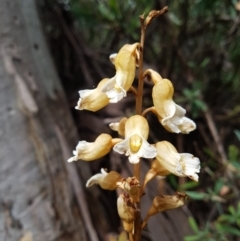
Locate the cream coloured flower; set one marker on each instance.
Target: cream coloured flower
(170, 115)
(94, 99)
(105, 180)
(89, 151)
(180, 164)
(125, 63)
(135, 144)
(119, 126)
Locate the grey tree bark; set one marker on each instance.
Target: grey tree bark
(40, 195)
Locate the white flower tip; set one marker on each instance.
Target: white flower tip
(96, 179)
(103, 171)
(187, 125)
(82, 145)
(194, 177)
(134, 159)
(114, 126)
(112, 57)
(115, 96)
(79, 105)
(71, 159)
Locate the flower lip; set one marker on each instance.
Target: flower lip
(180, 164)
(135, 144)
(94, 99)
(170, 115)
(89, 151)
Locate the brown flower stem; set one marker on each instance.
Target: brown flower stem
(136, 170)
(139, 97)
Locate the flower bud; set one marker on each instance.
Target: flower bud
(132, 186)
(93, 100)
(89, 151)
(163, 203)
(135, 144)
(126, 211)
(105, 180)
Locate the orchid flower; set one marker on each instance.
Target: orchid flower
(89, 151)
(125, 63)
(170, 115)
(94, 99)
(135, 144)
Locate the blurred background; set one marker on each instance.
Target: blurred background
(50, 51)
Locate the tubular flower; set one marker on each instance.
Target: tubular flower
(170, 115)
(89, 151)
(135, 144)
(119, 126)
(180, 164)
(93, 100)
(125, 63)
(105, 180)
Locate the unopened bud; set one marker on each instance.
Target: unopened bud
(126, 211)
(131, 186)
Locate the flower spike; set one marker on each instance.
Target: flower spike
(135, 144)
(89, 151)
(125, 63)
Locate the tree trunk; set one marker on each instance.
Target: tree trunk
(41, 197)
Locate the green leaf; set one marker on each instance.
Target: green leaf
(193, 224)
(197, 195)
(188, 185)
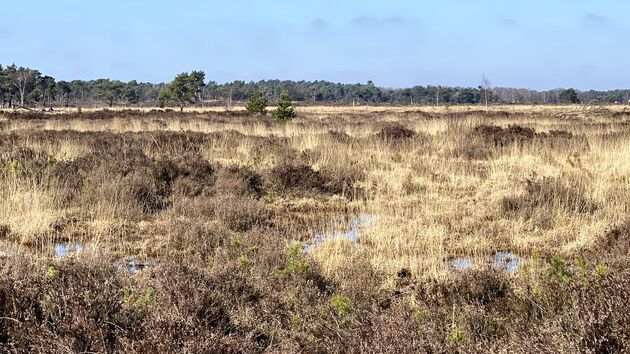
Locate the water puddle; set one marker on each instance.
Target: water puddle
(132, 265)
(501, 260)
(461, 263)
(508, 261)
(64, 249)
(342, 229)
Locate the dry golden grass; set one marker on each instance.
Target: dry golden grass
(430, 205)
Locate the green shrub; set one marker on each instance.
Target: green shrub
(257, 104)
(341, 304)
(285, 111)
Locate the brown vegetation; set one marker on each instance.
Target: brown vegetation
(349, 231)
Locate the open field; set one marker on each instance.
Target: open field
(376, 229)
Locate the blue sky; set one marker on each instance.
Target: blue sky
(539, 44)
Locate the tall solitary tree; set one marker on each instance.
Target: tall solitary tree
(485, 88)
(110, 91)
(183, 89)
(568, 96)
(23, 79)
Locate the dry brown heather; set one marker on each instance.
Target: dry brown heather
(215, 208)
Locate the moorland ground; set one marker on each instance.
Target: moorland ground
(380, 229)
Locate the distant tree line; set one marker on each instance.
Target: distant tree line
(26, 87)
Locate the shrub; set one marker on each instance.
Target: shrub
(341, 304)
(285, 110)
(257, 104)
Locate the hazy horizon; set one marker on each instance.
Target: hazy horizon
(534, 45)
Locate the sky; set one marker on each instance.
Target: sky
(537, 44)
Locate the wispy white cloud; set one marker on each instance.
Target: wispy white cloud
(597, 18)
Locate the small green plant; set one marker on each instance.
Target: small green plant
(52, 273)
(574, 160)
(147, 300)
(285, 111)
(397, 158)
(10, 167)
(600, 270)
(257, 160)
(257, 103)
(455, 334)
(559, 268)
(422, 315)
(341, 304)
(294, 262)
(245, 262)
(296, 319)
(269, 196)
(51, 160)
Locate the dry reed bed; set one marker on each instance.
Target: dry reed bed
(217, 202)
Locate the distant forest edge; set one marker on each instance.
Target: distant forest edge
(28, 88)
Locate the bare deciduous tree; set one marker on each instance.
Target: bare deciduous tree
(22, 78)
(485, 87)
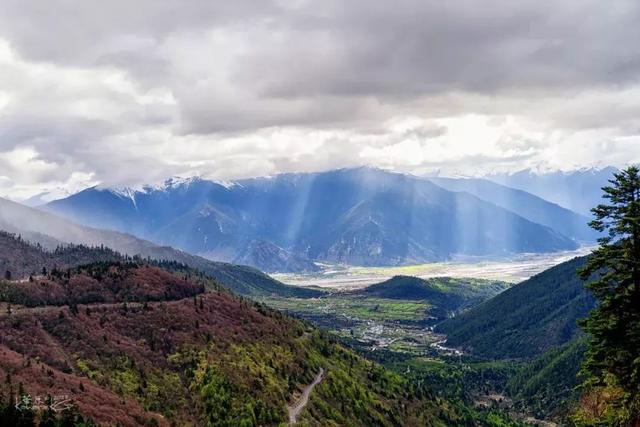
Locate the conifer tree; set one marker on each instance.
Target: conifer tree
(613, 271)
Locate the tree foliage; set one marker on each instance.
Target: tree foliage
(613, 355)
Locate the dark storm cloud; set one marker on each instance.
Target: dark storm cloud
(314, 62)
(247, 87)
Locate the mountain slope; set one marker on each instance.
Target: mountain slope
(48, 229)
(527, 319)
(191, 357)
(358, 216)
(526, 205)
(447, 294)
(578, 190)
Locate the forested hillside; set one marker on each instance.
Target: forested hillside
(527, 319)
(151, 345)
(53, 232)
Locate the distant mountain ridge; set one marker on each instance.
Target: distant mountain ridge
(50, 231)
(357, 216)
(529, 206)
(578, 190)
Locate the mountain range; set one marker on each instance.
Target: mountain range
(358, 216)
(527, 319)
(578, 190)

## AIM OF THE TASK
In the copy, include all records verbatim but no images.

## RESULT OF THIS EXERCISE
Locate the cream coloured flower; set one marker on each instance.
Target: cream coloured flower
(170, 115)
(94, 99)
(105, 180)
(89, 151)
(180, 164)
(125, 63)
(135, 144)
(119, 126)
Locate the grey tree bark; set one marker on each instance.
Target: grey tree bark
(40, 195)
Locate the white flower tip; set one marker on each instance.
Target: white flower tip
(96, 179)
(103, 171)
(187, 125)
(82, 145)
(194, 177)
(134, 159)
(114, 126)
(112, 57)
(115, 96)
(79, 105)
(71, 159)
Locate the flower lip; set one marker on each instance.
Target: flower lip
(180, 164)
(135, 144)
(94, 99)
(170, 115)
(89, 151)
Locate the brown flower stem; set one marker on each instance.
Target: brown flower stem
(136, 170)
(139, 97)
Locate the flower bud; set one marker on each instance.
Target: flower bud
(132, 186)
(93, 100)
(89, 151)
(163, 203)
(135, 144)
(126, 211)
(105, 180)
Locate the orchid flower; set one marker on each instance.
Target: orchid flower
(89, 151)
(125, 63)
(170, 115)
(94, 99)
(135, 144)
Locate the blurred background; set one marker on each instance.
Target: blurred background
(50, 51)
Locate the tubular flower; set one marker on each instance.
Target: tubular flower
(170, 115)
(89, 151)
(135, 144)
(119, 126)
(180, 164)
(93, 100)
(125, 63)
(105, 180)
Locate the unopened bud; set one marker on each instance.
Target: unopened bud
(126, 211)
(131, 186)
Locate the flower spike; set one marker on each instance.
Target: flower spike
(135, 144)
(89, 151)
(125, 63)
Locate the tree trunk; set one marker on each instance.
Target: tree trunk
(41, 197)
Locate the green leaf; set one marker on each instance.
Target: green leaf
(193, 224)
(197, 195)
(188, 185)
Locate the water puddle; set one marker on each instance.
Target: water puddle
(132, 265)
(501, 260)
(461, 263)
(508, 261)
(64, 249)
(342, 229)
Locate the dry golden grass; set one marker on each instance.
Target: dry golden grass
(430, 205)
Locate the green shrub; set one marker on each instance.
Target: green shrub
(257, 104)
(341, 304)
(285, 111)
Locate the brown vegetation; set one marker on each instance.
Target: brown vegetation
(349, 231)
Locate the open field; set one marker on each instance.
Target: open field
(376, 229)
Locate the blue sky; set one marker on each instance.
Target: blue sky
(539, 44)
Locate the tall solitary tree; set one marker on each instance.
Target: tall solitary tree
(485, 88)
(110, 91)
(183, 89)
(568, 96)
(23, 79)
Locate the dry brown heather; set one marker on each instance.
Target: dry brown heather
(215, 208)
Locate the moorland ground; set one marker on each instance.
Target: moorland ground
(380, 229)
Locate the distant tree line; set one marker on each instance.
Target: distant tree line
(26, 87)
Locate the shrub; set one marker on each instance.
Target: shrub
(341, 304)
(285, 110)
(257, 104)
Locate the hazy horizon; set one marker on each instance.
Target: hazy horizon
(534, 45)
Locate the sky; set one marker on each instance.
Target: sky
(537, 44)
Locate the wispy white cloud; set one marker on each instance.
Target: wispy white cloud
(597, 18)
Locate the small green plant; set one marker on each instance.
Target: small green plant
(52, 273)
(574, 160)
(147, 300)
(285, 111)
(397, 158)
(10, 167)
(600, 270)
(257, 160)
(257, 103)
(455, 334)
(559, 268)
(422, 315)
(341, 304)
(294, 262)
(245, 262)
(296, 319)
(269, 196)
(51, 160)
Locate the dry reed bed; set one marker on each instance.
Target: dry reed bed
(217, 202)
Locate the distant forest edge; set one marker on each instance.
Target: distant forest edge
(28, 88)
Locate the bare deciduous tree; set one marker on each instance.
Target: bare deciduous tree
(22, 78)
(485, 87)
Locate the conifer tree; set one marker on each instance.
Target: conifer tree
(613, 271)
Locate the tree foliage; set one marker on each instance.
Target: tree foliage
(613, 355)
Locate the dark storm cloud; set one marker on each instance.
Target: dark storm cloud
(314, 62)
(247, 87)
Locate the mountain slope; set one marker on each instance.
Target: mountain slope
(48, 229)
(527, 319)
(191, 357)
(358, 216)
(526, 205)
(447, 294)
(578, 190)
Locate the forested hillside; set one marker on each instance.
Target: forested hillside
(527, 319)
(151, 345)
(53, 232)
Locate the distant mountain ridge; set one marker on each instance.
Target: distant mountain ridge
(50, 231)
(357, 216)
(529, 206)
(578, 190)
Locate the mountain range; set one marker on each instance.
Target: mountain range
(358, 216)
(527, 319)
(578, 190)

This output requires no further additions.